- Objective -
Return each entry exactly, with none missing.
═════ Listing ═════
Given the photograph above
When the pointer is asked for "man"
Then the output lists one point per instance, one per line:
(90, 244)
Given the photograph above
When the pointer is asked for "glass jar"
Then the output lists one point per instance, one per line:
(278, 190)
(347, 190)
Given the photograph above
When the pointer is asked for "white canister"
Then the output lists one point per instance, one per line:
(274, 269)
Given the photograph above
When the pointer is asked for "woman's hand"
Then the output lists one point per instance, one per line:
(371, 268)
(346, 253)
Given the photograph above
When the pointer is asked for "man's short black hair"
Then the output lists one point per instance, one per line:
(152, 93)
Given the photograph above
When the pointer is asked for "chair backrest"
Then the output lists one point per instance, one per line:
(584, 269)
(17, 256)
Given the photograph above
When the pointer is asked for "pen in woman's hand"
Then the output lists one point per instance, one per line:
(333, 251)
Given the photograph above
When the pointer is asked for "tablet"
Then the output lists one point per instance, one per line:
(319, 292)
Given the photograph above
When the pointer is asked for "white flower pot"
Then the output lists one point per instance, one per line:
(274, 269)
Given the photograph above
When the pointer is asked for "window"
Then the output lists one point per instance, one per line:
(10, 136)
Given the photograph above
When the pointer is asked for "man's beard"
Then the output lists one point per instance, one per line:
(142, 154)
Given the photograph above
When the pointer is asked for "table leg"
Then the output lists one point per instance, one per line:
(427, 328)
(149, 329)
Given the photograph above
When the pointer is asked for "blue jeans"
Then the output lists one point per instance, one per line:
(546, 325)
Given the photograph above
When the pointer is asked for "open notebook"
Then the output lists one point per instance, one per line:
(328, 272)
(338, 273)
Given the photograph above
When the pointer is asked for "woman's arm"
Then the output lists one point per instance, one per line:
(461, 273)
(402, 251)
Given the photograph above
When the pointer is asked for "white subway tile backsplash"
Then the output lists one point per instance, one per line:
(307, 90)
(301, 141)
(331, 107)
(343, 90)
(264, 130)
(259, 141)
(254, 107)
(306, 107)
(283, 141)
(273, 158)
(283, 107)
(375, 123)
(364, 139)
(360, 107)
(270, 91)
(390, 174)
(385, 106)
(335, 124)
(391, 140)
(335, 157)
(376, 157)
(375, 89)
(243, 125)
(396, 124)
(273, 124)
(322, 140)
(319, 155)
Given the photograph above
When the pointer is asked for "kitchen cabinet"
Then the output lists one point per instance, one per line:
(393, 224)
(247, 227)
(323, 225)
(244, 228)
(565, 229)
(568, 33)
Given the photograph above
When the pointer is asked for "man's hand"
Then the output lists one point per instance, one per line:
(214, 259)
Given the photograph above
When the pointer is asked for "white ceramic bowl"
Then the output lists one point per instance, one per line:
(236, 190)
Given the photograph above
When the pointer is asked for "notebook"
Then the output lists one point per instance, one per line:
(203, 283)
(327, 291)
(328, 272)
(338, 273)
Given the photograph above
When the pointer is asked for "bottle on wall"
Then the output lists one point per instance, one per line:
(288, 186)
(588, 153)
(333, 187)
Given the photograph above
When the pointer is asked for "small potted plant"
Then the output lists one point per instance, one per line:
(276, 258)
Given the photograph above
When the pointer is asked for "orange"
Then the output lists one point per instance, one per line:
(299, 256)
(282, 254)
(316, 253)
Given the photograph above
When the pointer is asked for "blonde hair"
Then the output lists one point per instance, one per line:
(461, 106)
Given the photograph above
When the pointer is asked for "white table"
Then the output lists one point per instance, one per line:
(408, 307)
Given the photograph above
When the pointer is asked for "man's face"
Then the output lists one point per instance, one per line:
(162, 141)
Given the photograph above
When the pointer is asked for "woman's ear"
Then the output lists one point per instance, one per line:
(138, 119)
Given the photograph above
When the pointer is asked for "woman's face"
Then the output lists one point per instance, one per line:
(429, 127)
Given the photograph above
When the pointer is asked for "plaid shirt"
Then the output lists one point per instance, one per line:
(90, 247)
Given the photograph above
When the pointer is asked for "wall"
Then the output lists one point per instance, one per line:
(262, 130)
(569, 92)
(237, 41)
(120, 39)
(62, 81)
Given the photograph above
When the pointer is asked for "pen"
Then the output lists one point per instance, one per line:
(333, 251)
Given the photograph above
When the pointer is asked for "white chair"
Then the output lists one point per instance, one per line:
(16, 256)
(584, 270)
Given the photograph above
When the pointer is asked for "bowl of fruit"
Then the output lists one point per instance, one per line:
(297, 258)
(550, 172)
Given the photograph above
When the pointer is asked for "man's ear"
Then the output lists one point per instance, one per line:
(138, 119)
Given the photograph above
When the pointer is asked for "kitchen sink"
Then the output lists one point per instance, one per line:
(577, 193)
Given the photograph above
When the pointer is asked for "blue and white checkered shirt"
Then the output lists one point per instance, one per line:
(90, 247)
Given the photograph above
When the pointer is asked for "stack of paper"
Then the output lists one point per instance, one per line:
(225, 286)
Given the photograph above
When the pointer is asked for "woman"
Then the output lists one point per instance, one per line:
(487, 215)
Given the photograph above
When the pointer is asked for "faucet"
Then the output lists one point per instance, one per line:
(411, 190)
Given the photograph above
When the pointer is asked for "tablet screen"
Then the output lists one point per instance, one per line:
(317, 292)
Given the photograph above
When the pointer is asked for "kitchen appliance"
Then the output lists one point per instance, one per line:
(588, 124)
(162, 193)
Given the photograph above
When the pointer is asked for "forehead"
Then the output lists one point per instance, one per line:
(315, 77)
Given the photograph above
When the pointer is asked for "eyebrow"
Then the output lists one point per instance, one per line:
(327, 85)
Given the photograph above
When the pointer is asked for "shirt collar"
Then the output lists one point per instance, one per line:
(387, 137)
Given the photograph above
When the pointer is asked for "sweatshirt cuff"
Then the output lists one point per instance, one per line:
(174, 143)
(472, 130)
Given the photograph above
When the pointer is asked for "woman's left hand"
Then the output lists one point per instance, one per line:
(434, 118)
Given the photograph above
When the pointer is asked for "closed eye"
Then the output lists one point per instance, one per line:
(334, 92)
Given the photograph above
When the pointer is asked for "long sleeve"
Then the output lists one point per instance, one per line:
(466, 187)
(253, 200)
═════
- Exercise output -
Given the photograph above
When the pointer is asked for "man"
Then the output lists one point per instance, one per line:
(90, 244)
Given the photograph above
When the pointer is asked for "glass jar"
Then the output lists one point per instance, one per line:
(278, 190)
(347, 190)
Given the photograph above
When the pointer is asked for "white canister"
Then the output lists one point per instance, one per line:
(274, 269)
Given the photograph above
When the pointer is asked for "woman's hand"
Then the output lists one point per instance, one per line:
(371, 268)
(346, 253)
Given the photograph above
When the pointer is asked for "man's short black hair"
Then the output lists one point per instance, one per line:
(152, 93)
Given the photograph above
When the pointer is asked for "chair backrest"
Then the output lists one point per instance, one per line:
(584, 269)
(17, 256)
Given the photograph above
When the pointer is asked for "pen in woman's hand"
Then the output lists one point per instance, one per line:
(333, 251)
Given the photograph above
When the pointer is asked for "tablet"
Then the output lists one point per instance, one per line:
(319, 292)
Given the photograph above
When the pointer is asked for "white flower pot"
Then the output lists one point per instance, one per line:
(274, 269)
Given the photograph above
When the pointer is asked for "window"
Then the output lists one point per instance, one per line:
(10, 136)
Given the photograph above
When the pointer is asked for "man's beard"
Then the output lists one point per instance, one per line:
(142, 154)
Given the photograph above
When the pointer is asked for "table leg"
Then the output lists one point per instance, one per line:
(427, 328)
(149, 329)
Given the photograph above
When the pointer is asked for "blue jeans"
Then the output lists one point per instance, one per line:
(546, 325)
Given the photograph above
When the pointer is asked for "open notebook"
Then the output lists one point per instance, one per line:
(328, 272)
(338, 273)
Given the photograph above
When the pointer is asked for "woman's arm"
Then the output lists one point per instance, one per line:
(461, 273)
(402, 251)
Given the photograph above
When the pointer is asked for "white subway tile backsplash"
Then the output lists one point per instance, one per line:
(307, 90)
(301, 141)
(331, 107)
(343, 90)
(264, 130)
(259, 141)
(254, 107)
(306, 107)
(283, 141)
(273, 158)
(283, 107)
(375, 123)
(364, 139)
(360, 107)
(270, 91)
(390, 174)
(385, 106)
(335, 124)
(391, 140)
(335, 157)
(376, 157)
(375, 89)
(243, 125)
(396, 124)
(273, 124)
(322, 140)
(319, 155)
Given the photograph above
When the pointer is asked for "kitchen cabinet"
Then the output lists one point per instance, one per line:
(393, 224)
(247, 227)
(323, 225)
(244, 228)
(565, 229)
(568, 33)
Given the photograph above
When the pointer is asked for "man's hand"
Then the output lists one point per instance, one per line:
(214, 259)
Given the photograph above
When the pointer is asked for "white ceramic bowl"
Then the output lists one point per instance, one per line:
(236, 190)
Given the photograph above
When the pointer is asked for "notebook"
Then the output lists one point per instance, one per line:
(203, 283)
(327, 291)
(328, 272)
(338, 273)
Given the photograph above
When the pointer is asked for "bottle on wall"
Then the output lists one point per instance, one per line:
(288, 186)
(588, 153)
(333, 187)
Given the photograph above
When the pointer is asked for "small potted plant"
Then the output lists one point per instance, one per line:
(276, 258)
Given the photograph above
When the pointer is asked for "orange"
Then the output lists one point per instance, one per line:
(299, 256)
(282, 254)
(316, 253)
Given the photograph above
When the pointer is asked for "blonde hair"
Then the output lists one point per instance, one per line:
(461, 106)
Given the photograph above
When the pointer is asked for "white table"
Then the output lists one point per instance, one per line:
(408, 307)
Given the photograph above
When the pointer is asked for "man's face"
Then the output lists one point per instance, one per line:
(162, 141)
Given the photograph above
When the pointer is asked for "woman's ear"
Then the output lists one point per instance, one per line:
(138, 119)
Given the photograph above
When the pointer is asked for "woman's face"
Then the output lists one point per instance, one per line:
(429, 127)
Given the photograph above
When the pointer is asked for "plaid shirt"
Then the output lists one point per instance, one per line:
(90, 247)
Given the photograph above
When the pointer is asked for "wall"
Then the output lists one point per instance, one per line:
(262, 130)
(569, 92)
(237, 41)
(120, 39)
(62, 81)
Given the photograph above
When the pointer is asked for "pen"
Then the output lists one point per instance, one per line:
(333, 251)
Given the photograph above
When the pointer is asked for "white chair"
Then the output lists one point per instance, one per line:
(16, 256)
(584, 270)
Given the photograph above
When the pointer is asked for "bowl of fruit"
Then the output lists one point per instance, one per line:
(297, 258)
(550, 172)
Given the photograph above
When the pointer is asked for "man's ear"
Then the output lists one point per instance, one per line:
(138, 119)
Given the photograph above
When the pointer is asked for "kitchen sink"
Then the output lists one point per instance, one per line:
(577, 193)
Given the photograph above
When the pointer is asked for "blue and white checkered shirt"
Then the output lists one point per instance, one per line:
(90, 247)
Given the photograph above
When the pointer is asked for "stack of paper"
Then the output lists one point per instance, one per line:
(225, 286)
Given the photograph above
When the pointer is asked for "woman"
Then the output lists one point per instance, one per line:
(487, 215)
Given the photograph above
When the pointer is asked for "faucet"
Then the output lists one point per instance, one per line:
(411, 190)
Given the photograph above
When the pointer is asked for "tablet screen"
Then the output lists one point per instance, one per line:
(317, 292)
Given the photograph above
When the pointer is asked for "kitchen appliance"
Then the output lists one point per instance, one per line:
(588, 124)
(162, 193)
Given the photograph above
When the pointer is asked for "forehead"
Then the output lists one point per instance, one per line:
(315, 77)
Given the photograph above
When the pointer is asked for "eyebrow"
Then the output lists one point per instance, one per line:
(327, 85)
Given the photograph above
When the pointer is asked for "shirt collar"
Then the output lists one point per instance, one per line:
(387, 137)
Given the photograph above
When the pointer is asked for "sweatshirt cuff"
Then the output lists one point per instance, one per line:
(174, 143)
(472, 130)
Given the photograph above
When the pointer is asked for "woman's left hand"
Then the output lists one point per instance, one per line:
(434, 118)
Given the photograph above
When the pointer is asked for "closed eye"
Then the output lists one point per instance, one per line:
(334, 92)
Given the photograph above
When the pointer is asked for "long sleeve"
Then the output lists one point per instance, one per line:
(466, 187)
(253, 200)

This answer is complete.